“Do we begin again to commend ourselves? or need we, as some others, epistles of commendation to you, or letters of commendation from you? Ye are our epistle written in our hearts, known and read of all men: forasmuch as ye are manifestly declared to be the epistle of Christ ministered by us, written not with ink, but with the Spirit of the living God; not in tables of stone, but in fleshy tables of the heart. And such trust have we through Christ to God-ward: not that we are sufficient of ourselves to think anything as of ourselves; but our sufficiency is of God, who also hath made us able ministers of the new testament; not of the letter, but of the spirit: for the letter killeth, but the spirit giveth life” (2 Cor. 3:1-6).
The first two chapters, which we have already considered, have been largely occupied with the experiences, the trials, and the victories of the apostle Paul and his companions, while they were engaged in the marvelous ministry committed to them of going out into a world of sin to preach the gospel of the grace of God. And now in this third chapter the apostle develops for us in a very striking way the nature of the ministry committed to them, the ministry of the new covenant. He deals in the first place with the epistle of Christ. Notice how he introduces it.
“Do we begin again to commend ourselves? or need we, as some others, epistles of commendation to you, or letters of commendation from you?” What does he mean? Why does he use language like this? As we have noticed on other occasions, one of the greatest trials that the apostle Paul had to meet as he went around in his ministry was the opposition of false brethren, men who professed to be Christians, but who in reality were Jewish legalists who had never apprehended the freeness and the liberty of the gospel, and they were continually dogging his steps. He would scarcely have left a place before they would come in and endeavor to discredit the message by discrediting the messenger. One of their ruses was to call in question his apostleship. For instance, they might put it like this to these Gentile Christians: Paul! Why, he is no true apostle! The apostles were those who were educated by the Lord Jesus Christ when He was here in the flesh, they had their schooling under His own personal instruction. They kept company with Him for three-and-a-half years, and then after He died and ascended to heaven it was they who went forth with authority to proclaim the message of the new covenant. Paul was not one of them, he did not even know Christ when He was here on earth. More than that, he has no commission from the apostolic college at Jerusalem. Challenge him and see. He will tell you he has received no authority from Peter or James or John or any of the rest, authorizing him to go forth on this mission. He simply is a free lance, and you need to be a bit careful of these free lances; you never can tell just what they have up their sleeves. For instance, when Paul visited you did he have a letter of commendation? Did he have a letter from the church at Jerusalem or from one of the other churches, showing that he was in good standing in the place from which he came?
○ ○ ○ ○
WHAT THIS EXERCISE ASKS:
(A) Copy from the commentary on 2 Corinthians 3 everything from "The first two" down to "he introduces it.".
(B) Write the next part of the commentary on 2 Corinthians 3, continuing after its last sentence.

LISTED RECORDS:
○ ○ ○ ○
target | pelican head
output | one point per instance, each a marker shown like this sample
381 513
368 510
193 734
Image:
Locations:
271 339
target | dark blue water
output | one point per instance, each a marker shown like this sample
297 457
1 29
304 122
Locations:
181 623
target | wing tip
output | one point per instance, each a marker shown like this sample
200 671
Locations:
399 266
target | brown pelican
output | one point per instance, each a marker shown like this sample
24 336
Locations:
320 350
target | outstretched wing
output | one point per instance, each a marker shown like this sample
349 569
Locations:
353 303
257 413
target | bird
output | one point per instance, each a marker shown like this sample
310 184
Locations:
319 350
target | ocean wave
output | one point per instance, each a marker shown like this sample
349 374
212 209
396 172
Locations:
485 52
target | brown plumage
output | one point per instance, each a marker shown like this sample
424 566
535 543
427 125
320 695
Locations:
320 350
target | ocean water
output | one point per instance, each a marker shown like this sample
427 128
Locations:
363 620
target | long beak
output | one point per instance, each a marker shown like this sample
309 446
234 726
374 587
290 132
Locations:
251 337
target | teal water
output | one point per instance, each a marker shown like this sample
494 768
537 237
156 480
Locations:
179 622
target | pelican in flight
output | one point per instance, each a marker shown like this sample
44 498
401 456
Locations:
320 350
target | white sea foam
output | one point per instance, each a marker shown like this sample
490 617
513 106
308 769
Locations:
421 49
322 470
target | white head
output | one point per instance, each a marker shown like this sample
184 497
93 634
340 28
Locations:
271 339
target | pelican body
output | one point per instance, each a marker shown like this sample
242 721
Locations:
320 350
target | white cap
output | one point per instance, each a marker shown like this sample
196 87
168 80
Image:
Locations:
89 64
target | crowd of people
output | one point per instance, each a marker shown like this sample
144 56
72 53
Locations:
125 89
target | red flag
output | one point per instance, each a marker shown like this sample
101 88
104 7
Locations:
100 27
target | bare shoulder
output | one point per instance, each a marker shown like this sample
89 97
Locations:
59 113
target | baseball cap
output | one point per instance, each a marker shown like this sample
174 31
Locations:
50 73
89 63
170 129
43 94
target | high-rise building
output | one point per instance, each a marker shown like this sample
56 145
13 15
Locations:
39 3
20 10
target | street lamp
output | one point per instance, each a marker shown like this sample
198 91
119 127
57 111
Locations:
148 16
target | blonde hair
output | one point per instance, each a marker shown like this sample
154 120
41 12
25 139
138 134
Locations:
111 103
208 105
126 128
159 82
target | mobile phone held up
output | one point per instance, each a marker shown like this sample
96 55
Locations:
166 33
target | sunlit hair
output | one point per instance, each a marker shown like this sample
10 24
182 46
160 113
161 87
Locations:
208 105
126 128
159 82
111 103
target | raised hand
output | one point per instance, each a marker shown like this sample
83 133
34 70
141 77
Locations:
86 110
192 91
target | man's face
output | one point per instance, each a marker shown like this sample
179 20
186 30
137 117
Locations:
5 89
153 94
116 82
○ ○ ○ ○
PER-TASK OUTPUTS:
(A)
The first two chapters, which we have already considered, have been largely occupied with the experiences, the trials, and the victories of the apostle Paul and his companions, while they were engaged in the marvelous ministry committed to them of going out into a world of sin to preach the gospel of the grace of God. And now in this third chapter the apostle develops for us in a very striking way the nature of the ministry committed to them, the ministry of the new covenant. He deals in the first place with the epistle of Christ. Notice how he introduces it.

(B)
Paul had been in Corinth for a year-and-a-half, and his life had been as an open book. They had seen for themselves the kind of life that he lived, and knew how genuine his profession was. Now he is away from them and is anticipating visiting them again, and some of these Judaizers have said, “If I were you, before giving him the platform I would at least take the precaution of asking him for his letter, and see whether he has a letter of commendation.” It is perfectly right and proper, you know, to carry letters. When Apollos, a total stranger, was going from Ephesus to Corinth, Priscilla and Aquila gave him a letter commending, or recommending, him to the confidence of the brethren in Corinth, and as Chris- tians moved from place to place it was right that they should carry a letter, but think of demanding anything like that from the apostle Paul! Why, he says, “Do we then have to accredit ourselves with you, you among whom we have labored for a year-and-a-half, you whom we have led to Christ? Is it necessary that now we should have some kind of a letter of commendation? Do we need a letter of commendation to you, or do we need one from you? Is it necessary that we should be commended by you to other people? The fact of the matter is, if it is a letter that is wanted, you yourselves constitute our letter. ‘Ye are our epistle written in our hearts, known and read of all men.’ If people want to know whether we are genuine or not, they can look at you. Who were you when we came to you? You were poor ungodly heathen, lost in sin, in bondage to iniquity of the very vilest kind, and what are you now? Redeemed men and women who have been brought into the joy and gladness of a new life through the message that we imparted to you. Is not that letter enough? Does that not prove that we are divinely sent? Is not that the Holy Ghost’s own imprimatur, as it were, put upon our message. ‘Forasmuch as ye are manifestly declared to be the epistle of Christ ministered by us.’ Through you God is showing what Christ is able to do for sinners who trust Him. We, of course, were the instruments.” “Ministered by us, written not with ink, but the Spirit of the living God; not in tables of stone, but in fleshy tables of the heart.” God, then, is manifesting Himself to the world through His Church.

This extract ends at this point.